### TEXT EXCERPT
━━━━━━━━━━━━━━━━

©The Author(s) 2016. Published by Baishideng Publishing Group Inc. All rights reserved.
Leptospirosis: A clinical review of evidence based diagnosis, treatment and prevention
Alison B Lane, Walter Reed National Military Medical Center, Bethesda, MD 20899, United States
Michael M Dore, Department of Medicine, Naval Hospital Guam, Guam, CA 96910, United States
Author contributions: All authors participated equally in the writing of the manuscript.
Conflict-of-interest statement: None. The identification of specific products or scientific instrumentation are considered an integral part of the scientific endeavor and does not constitute endorsement or implied endorsement on the part of the author, DoD, or any component agency. The views expressed in this article are those of the author and do not reflect the official policy of the Department of the Navy, Department of Defense, or United States Government.
Open-Access: This article is an open-access article which was selected by an in-house editor and fully peer-reviewed by external reviewers. It is distributed in accordance with the Creative Commons Attribution Non Commercial (CC BY-NC 4.0) license, which permits others to distribute, remix, adapt, build upon this work non-commercially, and license their derivative works on different terms, provided the original work is properly cited and the use is non-commercial. See: http://creativecommons.org/licenses/by-nc/4.0/
Correspondence to: Michael M Dore, MD, Department of Medicine, Naval Hospital Guam, PSC 4555 Box 208, FPO AP 96540, Guam, CA 96910, United States. email@example.com
Telephone: +1-671-3449202 Fax: +1-671-3449010
Received: August 21, 2016
Peer-review started: August 23, 2016
First decision: September 28, 2016
Revised: October 8, 2016
Accepted: October 22, 2016
Article in press: October 24, 2016
Published online: November 25, 2016
Leptospirosis, caused by the spirochetal bacteria Leptospira, is a zoonotic disease with worldwide distribution and increasing prevalence. Clinical presentation is often nonspecific and can vary in severity from asymptomatic to fatal multi-system organ failure. The recent estimated worldwide incidence of leptospirosis is approximately 1.03 million cases with 58900 associated deaths. Actual rates are likely higher: Many cases may go unrecognized due to their mild and nonspecific nature, definitive confirmation of diagnosis via laboratory testing is challenging, and in many countries (including the United States as well as many developing nations with high endemicity), leptospirosis is not a reportable disease[2,3]. The incidence in tropical areas is up to ten times higher, likely due to a combination of factors, including environmental (higher temperatures, humidity, and rainfall favoring organism survival) as well as socioeconomic (poor sanitation, closer human contact with both rodents and domestic animals)[4,5]. Occupations with exposure to animals or water (farmers/ranchers, vets, rice farmers, military personnel) have also been associated with higher risk of acquiring leptospirosis. In developed countries, travel-related infections and recreational exposures have become increasingly recognized as a source of Leptospira infection. A 2009 review estimated that over half of leptospirosis cases in the United Kingdom were acquired abroad during travel to tropical regions. Many cases have occurred in association with water-based activities such as swimming, triathlons, canoeing, and kayaking, including several outbreaks within the United States and abroad[6,8-10].

━━━━━━━━━━━━━━━━

### DATASET
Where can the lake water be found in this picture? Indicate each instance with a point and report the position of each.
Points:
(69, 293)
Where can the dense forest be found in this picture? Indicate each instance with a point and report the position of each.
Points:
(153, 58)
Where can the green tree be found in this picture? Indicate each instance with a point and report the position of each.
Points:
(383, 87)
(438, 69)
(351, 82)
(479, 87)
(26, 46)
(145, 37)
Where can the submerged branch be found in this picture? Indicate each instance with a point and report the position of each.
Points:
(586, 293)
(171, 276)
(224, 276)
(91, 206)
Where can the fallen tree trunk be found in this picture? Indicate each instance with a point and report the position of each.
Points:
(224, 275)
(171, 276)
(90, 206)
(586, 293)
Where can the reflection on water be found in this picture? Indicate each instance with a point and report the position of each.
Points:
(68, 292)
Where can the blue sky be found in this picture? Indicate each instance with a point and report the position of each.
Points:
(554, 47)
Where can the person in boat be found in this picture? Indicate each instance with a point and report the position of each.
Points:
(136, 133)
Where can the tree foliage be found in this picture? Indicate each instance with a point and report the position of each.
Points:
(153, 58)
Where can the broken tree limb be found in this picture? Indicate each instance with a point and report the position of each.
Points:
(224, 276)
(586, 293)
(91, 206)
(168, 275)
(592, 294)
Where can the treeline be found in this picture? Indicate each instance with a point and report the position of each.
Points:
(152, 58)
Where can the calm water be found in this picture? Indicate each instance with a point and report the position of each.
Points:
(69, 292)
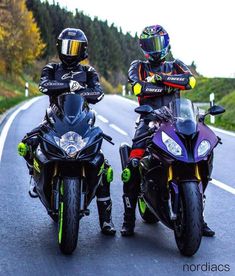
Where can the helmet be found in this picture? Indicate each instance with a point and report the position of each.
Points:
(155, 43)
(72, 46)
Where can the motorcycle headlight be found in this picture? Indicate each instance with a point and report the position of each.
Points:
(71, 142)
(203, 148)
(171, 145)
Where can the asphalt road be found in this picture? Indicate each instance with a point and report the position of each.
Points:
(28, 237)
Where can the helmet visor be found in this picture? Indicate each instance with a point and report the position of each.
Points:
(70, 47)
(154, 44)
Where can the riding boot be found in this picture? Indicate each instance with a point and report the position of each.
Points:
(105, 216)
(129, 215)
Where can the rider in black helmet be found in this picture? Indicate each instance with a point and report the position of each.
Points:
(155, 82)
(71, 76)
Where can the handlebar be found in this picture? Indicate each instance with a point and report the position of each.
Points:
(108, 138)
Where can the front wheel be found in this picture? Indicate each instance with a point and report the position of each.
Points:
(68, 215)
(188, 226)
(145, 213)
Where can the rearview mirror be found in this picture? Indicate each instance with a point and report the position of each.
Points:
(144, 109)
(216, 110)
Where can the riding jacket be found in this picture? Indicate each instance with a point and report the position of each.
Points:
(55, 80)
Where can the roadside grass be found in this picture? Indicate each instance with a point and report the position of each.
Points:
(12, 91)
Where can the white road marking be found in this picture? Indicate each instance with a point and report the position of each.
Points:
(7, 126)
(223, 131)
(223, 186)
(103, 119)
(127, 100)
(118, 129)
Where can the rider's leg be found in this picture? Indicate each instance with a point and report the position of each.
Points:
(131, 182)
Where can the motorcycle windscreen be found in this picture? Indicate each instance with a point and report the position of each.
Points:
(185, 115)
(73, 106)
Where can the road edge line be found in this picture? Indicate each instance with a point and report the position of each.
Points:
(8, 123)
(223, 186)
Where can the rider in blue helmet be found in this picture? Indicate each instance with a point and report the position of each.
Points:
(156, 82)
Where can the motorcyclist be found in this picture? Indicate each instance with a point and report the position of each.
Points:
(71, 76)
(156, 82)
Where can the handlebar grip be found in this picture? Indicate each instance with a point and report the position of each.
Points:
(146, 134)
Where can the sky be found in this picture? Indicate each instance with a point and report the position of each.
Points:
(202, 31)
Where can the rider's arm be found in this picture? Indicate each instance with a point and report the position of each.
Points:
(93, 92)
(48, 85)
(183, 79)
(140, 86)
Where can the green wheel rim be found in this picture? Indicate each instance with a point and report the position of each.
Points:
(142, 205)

━━━━━━━━━━━━━━━━

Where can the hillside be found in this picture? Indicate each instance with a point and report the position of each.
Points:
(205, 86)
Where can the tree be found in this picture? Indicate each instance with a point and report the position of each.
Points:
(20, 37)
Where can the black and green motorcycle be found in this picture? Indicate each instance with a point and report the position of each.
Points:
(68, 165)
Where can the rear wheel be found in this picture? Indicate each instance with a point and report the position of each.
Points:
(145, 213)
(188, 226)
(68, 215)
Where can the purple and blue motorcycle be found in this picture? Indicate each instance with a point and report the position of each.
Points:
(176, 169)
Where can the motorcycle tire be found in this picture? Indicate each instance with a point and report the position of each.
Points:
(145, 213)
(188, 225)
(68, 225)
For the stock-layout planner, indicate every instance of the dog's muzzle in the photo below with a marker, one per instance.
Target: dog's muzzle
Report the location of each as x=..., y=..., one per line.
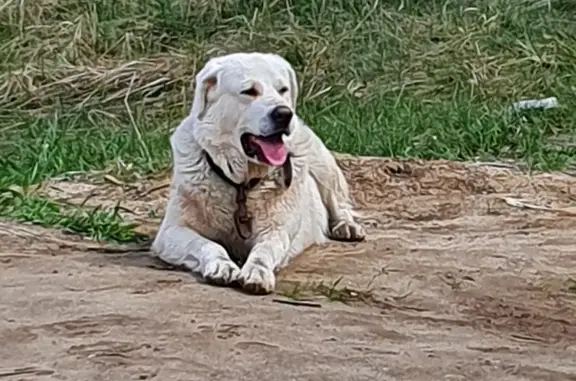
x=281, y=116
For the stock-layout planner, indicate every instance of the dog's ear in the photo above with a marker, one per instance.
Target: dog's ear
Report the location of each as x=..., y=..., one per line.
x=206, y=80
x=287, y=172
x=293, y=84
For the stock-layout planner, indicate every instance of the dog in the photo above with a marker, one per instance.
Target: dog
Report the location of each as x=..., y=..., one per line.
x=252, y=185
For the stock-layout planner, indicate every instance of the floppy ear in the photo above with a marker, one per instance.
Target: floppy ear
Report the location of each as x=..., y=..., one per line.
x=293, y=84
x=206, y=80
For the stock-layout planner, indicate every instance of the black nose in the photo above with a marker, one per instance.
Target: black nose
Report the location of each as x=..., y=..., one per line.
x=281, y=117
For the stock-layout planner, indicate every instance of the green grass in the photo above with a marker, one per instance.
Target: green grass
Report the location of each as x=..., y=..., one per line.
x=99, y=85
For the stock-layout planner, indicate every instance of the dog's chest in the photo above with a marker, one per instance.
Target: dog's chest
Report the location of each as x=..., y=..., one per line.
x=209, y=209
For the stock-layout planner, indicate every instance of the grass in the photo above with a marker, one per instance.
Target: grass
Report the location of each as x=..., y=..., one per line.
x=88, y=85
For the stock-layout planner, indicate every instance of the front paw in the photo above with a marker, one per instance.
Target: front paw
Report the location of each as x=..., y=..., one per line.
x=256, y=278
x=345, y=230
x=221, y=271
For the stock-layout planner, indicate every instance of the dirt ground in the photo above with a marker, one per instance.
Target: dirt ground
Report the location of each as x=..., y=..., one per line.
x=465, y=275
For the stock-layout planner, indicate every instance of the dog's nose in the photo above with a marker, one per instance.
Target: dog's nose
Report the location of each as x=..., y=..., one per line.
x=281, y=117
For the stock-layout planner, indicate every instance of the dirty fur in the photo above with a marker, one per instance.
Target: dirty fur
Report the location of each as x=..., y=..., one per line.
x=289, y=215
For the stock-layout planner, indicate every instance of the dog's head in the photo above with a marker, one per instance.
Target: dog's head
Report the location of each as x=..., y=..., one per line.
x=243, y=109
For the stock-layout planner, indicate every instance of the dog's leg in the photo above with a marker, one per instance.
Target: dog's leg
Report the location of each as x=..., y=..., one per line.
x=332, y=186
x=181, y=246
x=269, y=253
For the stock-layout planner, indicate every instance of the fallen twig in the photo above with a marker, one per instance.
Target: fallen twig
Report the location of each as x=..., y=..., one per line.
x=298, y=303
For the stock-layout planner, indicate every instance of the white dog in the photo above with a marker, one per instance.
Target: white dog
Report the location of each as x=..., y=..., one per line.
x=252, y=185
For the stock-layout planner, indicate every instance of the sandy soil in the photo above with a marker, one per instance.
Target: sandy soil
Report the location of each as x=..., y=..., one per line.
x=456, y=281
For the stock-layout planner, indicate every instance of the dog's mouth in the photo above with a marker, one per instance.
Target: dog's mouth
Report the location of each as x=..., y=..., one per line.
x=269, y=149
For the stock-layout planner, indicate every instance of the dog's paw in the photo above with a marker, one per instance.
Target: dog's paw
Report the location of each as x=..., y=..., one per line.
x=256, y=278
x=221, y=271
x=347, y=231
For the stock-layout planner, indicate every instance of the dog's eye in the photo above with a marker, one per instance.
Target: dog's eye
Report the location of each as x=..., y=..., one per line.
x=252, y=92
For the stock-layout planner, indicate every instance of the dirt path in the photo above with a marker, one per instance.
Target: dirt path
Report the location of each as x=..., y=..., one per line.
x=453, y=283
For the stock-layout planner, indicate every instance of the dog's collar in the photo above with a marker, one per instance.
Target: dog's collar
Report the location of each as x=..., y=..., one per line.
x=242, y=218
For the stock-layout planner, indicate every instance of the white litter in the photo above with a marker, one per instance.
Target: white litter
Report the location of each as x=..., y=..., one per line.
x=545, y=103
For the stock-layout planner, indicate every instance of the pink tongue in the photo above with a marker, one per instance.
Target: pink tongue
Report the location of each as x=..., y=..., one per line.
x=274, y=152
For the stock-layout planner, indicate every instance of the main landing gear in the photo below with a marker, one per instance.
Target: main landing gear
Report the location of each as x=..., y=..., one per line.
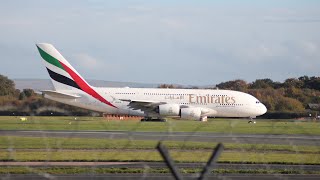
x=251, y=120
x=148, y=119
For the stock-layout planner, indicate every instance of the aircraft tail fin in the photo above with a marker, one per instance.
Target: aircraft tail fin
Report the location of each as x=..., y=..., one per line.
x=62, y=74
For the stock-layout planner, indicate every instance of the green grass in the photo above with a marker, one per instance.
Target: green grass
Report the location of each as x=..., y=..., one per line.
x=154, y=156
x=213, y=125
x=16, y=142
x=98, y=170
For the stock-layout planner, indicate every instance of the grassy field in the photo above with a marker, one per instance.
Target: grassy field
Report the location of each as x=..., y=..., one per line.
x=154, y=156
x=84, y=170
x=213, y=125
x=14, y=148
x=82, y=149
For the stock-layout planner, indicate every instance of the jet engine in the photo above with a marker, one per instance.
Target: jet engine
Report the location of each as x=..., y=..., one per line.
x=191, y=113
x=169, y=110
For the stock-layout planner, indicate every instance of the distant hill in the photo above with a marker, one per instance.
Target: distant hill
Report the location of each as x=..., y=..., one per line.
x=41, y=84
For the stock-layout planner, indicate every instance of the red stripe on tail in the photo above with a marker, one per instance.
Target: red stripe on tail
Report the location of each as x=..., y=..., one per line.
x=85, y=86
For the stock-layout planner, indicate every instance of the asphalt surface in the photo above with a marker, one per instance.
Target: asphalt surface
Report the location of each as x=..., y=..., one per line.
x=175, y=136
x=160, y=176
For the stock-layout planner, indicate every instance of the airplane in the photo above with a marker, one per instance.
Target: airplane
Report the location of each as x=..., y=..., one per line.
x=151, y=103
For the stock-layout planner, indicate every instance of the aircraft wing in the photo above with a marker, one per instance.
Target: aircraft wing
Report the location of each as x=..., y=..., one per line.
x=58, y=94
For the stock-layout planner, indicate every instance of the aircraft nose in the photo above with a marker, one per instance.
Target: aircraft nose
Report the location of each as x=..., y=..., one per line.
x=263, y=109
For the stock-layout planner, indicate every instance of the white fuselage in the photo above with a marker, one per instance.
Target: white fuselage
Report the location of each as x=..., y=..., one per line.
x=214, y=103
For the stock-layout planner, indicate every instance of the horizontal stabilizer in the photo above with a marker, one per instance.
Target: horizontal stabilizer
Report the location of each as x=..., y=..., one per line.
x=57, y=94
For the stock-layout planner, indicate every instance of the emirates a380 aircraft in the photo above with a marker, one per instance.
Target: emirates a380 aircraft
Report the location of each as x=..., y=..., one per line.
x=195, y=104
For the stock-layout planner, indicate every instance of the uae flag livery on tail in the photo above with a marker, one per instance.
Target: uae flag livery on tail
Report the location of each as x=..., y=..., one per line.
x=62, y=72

━━━━━━━━━━━━━━━━

Please copy the passage of the leptospirosis review that begins at the words "Leptospirosis: A clinical" and stops after "of the manuscript.". The records have no connection to the leptospirosis review.

### ANSWER BELOW
Leptospirosis: A clinical review of evidence based diagnosis, treatment and prevention
Alison B Lane, Walter Reed National Military Medical Center, Bethesda, MD 20899, United States
Michael M Dore, Department of Medicine, Naval Hospital Guam, Guam, CA 96910, United States
Author contributions: All authors participated equally in the writing of the manuscript.